> [Information shown]:
** begin **

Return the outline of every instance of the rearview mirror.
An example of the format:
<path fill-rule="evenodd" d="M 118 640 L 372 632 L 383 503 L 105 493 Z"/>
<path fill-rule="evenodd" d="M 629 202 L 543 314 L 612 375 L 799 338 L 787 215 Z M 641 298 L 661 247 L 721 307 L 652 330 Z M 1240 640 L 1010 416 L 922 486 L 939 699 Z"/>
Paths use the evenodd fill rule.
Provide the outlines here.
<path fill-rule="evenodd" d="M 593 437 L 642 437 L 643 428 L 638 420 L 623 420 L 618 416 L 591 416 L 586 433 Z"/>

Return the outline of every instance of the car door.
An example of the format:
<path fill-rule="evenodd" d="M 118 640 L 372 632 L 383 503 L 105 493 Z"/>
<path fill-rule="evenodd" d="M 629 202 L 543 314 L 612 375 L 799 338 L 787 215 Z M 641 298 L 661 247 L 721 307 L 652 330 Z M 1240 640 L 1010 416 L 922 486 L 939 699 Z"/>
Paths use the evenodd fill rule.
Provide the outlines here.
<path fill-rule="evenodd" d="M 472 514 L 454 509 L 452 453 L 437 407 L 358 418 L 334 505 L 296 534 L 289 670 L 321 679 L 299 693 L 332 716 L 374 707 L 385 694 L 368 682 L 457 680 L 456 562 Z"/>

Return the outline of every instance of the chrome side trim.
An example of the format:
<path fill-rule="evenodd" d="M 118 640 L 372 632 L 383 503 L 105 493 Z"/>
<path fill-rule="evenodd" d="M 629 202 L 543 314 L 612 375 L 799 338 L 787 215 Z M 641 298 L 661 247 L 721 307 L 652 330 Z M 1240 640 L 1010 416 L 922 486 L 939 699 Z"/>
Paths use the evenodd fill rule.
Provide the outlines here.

** end **

> [What this task involves]: Write out every line of the entries above word for word.

> [Response]:
Return the outline of every instance of the rearview mirror.
An example of the format:
<path fill-rule="evenodd" d="M 118 640 L 372 632 L 383 503 L 105 493 Z"/>
<path fill-rule="evenodd" d="M 629 202 L 543 314 L 612 375 L 799 338 L 787 215 Z M 641 298 L 661 247 L 721 307 L 652 330 Z M 1240 640 L 1010 416 L 922 486 L 939 699 Z"/>
Paths use the evenodd fill rule.
Provide the outlines here.
<path fill-rule="evenodd" d="M 593 437 L 642 437 L 643 428 L 638 420 L 623 420 L 618 416 L 591 416 L 586 433 Z"/>

Return the outline of every instance of the car door.
An example of the format:
<path fill-rule="evenodd" d="M 118 640 L 372 632 L 383 503 L 105 493 Z"/>
<path fill-rule="evenodd" d="M 629 202 L 543 314 L 612 375 L 799 338 L 787 215 Z M 641 298 L 661 247 L 721 307 L 652 330 Z M 1240 640 L 1010 416 L 922 486 L 939 699 Z"/>
Paths use the evenodd fill rule.
Provide the outlines here.
<path fill-rule="evenodd" d="M 472 514 L 454 509 L 452 453 L 437 407 L 358 418 L 334 505 L 296 534 L 289 670 L 321 679 L 299 693 L 332 716 L 374 707 L 385 694 L 368 682 L 457 680 L 456 562 Z"/>

Return the outline of every instance of the chrome side trim.
An example of the format:
<path fill-rule="evenodd" d="M 118 640 L 372 632 L 383 503 L 105 493 Z"/>
<path fill-rule="evenodd" d="M 629 202 L 543 314 L 612 375 L 799 338 L 787 215 Z M 641 298 L 661 247 L 721 307 L 652 330 Z M 1240 640 L 1010 416 L 922 486 L 939 699 Z"/>
Paths use the evenodd fill rule.
Provide the outlines here.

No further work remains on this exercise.